WORK ITEM
With no words added or dropped, transcribe the listing that follows.

EXERCISE DATA
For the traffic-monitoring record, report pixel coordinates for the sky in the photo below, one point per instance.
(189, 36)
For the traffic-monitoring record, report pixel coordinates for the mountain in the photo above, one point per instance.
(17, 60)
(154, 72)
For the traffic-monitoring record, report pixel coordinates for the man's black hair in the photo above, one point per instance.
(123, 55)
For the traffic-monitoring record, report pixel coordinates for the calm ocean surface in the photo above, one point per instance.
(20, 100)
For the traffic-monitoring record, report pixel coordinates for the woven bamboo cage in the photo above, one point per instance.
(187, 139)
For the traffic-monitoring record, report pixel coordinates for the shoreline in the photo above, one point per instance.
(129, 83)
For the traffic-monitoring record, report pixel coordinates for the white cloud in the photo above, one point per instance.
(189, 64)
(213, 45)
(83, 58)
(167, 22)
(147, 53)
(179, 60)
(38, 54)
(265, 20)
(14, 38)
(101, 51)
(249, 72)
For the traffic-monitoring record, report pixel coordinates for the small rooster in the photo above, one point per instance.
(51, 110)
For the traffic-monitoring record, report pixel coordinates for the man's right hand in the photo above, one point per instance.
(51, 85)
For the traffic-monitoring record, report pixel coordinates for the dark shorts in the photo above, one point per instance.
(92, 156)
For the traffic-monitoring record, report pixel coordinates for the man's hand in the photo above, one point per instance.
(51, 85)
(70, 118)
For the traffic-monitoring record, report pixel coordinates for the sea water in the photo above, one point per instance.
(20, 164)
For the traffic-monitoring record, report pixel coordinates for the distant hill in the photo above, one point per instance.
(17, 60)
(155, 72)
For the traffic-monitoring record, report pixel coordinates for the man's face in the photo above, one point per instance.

WRITTEN REPLY
For the traffic-monitoring record, report pixel coordinates for the sky in the photo below, one point per instance.
(189, 36)
For the traffic-monitoring record, report pixel coordinates for the mountain in the photo above, one point per instance.
(17, 60)
(154, 72)
For the traffic-monitoring record, report pixel coordinates for the man's black hair in the photo above, one point per instance.
(123, 55)
For the traffic-monitoring record, report pixel coordinates for the calm ocean surface in the photo above, one point per instance.
(20, 100)
For the traffic-monitoring record, report pixel coordinates for the woven bamboo cage in the photo above, one point per instance.
(187, 139)
For the traffic-monitoring record, report pixel coordinates for the shoreline in the photo above, one point per instance.
(129, 83)
For the traffic-monitoring record, report pixel coordinates for the white cloud in the photo above, one point per instance.
(189, 64)
(213, 45)
(83, 58)
(167, 22)
(147, 53)
(179, 60)
(38, 54)
(265, 20)
(14, 38)
(101, 51)
(249, 72)
For the traffic-monitoring record, report pixel coordinates for the small rooster in the photo above, one point per instance.
(51, 110)
For the traffic-monitoring record, report pixel coordinates for the man's right hand in the photo above, one point per instance.
(51, 85)
For the traffic-monitoring record, report pixel coordinates for the dark shorts in the photo above, one point per instance.
(92, 156)
For the traffic-monitoring record, report pixel coordinates for the man's hand in the photo above, one point per instance.
(51, 85)
(70, 118)
For the traffic-monitoring record, report pixel coordinates for the sea water in the photo above, one point per instance.
(20, 164)
For the traffic-monitoring record, report pixel coordinates for the distant hill in the photo above, one point per instance.
(17, 60)
(155, 72)
For the traffic-monitoring record, report pixel coordinates for the man's face in the photo above, one point per instance.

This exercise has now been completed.